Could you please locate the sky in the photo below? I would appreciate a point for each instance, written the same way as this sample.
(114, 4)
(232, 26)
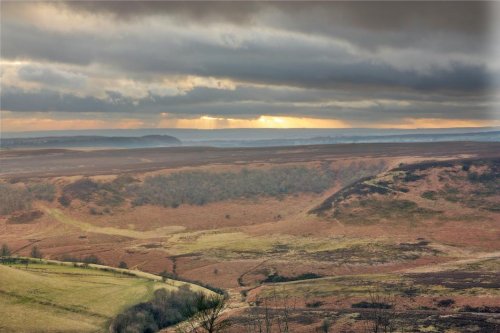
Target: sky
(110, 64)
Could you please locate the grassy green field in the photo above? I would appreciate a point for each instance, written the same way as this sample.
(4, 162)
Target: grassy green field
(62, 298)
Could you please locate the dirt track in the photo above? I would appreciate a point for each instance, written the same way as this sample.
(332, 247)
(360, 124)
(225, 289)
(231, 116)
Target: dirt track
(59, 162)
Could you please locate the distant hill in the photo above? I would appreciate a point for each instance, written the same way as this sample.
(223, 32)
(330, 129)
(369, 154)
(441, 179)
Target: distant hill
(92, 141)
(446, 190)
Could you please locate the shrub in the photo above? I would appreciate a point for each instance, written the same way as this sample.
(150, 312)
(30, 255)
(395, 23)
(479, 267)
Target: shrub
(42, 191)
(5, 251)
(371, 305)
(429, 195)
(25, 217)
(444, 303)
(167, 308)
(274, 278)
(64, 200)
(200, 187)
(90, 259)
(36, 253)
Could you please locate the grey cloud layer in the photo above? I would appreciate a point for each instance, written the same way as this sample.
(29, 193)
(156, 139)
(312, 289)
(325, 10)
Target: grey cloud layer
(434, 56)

--------------------------------------------------

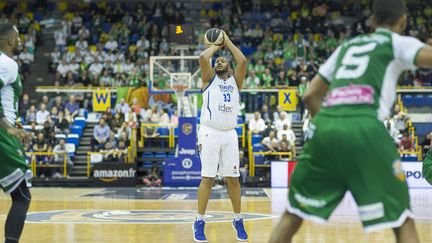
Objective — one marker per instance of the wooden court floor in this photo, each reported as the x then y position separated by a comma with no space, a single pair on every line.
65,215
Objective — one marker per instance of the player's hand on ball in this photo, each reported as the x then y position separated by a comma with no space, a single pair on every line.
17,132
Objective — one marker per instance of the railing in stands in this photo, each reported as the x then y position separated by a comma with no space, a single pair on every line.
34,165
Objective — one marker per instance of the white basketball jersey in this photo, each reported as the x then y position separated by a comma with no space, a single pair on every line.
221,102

--------------------------------------------------

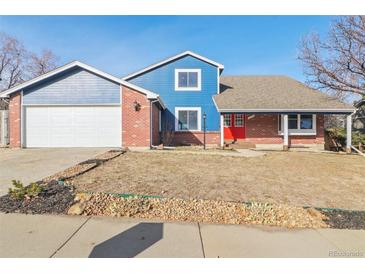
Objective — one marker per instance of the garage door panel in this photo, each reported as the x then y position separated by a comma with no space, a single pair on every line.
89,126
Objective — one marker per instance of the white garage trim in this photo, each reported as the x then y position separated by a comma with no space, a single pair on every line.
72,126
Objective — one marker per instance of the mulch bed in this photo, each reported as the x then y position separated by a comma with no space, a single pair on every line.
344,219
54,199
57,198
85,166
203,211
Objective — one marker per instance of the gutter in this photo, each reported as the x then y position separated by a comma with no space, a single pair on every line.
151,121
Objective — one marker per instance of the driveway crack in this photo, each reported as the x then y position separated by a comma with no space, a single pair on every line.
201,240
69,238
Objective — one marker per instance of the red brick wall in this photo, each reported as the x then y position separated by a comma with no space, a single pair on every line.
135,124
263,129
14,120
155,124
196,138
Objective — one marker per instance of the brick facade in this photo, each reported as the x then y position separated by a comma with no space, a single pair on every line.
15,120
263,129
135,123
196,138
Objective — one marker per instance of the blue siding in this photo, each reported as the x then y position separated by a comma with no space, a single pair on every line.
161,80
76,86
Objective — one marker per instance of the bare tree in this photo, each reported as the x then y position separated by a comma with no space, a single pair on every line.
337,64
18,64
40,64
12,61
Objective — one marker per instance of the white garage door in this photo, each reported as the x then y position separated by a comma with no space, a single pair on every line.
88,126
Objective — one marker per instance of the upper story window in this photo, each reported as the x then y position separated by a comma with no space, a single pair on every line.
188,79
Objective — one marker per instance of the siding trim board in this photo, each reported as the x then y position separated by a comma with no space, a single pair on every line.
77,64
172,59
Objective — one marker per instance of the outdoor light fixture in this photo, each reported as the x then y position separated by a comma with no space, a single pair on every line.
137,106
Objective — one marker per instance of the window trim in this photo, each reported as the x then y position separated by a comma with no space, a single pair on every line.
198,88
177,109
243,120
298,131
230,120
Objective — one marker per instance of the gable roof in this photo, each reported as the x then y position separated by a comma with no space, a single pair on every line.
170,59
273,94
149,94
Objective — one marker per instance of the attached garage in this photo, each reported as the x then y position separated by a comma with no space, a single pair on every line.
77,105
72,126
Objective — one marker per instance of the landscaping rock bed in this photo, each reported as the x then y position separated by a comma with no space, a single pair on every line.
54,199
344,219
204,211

--------------------------------------------------

Exercise — Pull out each line of the records holding the string "above".

Response to this exercise —
Could you please locate the grassy green field in the photo above? I would appreciate a point for each instance, written the same way as this sample.
Could you please locate the dirt track in the photo above? I would appreciate a point for each instance, written the same way as this sample.
Could you please locate the distant hill in the photo above? I would appreciate a point for each instance, written the same way as this sample.
Could you please locate the shrub in the photo above? I would appreciate a point for each instance, written the same way as this sample.
Could you please locate the grey cloud layer in the photo above? I would appreciate a point for each instance, written the same way as this sample.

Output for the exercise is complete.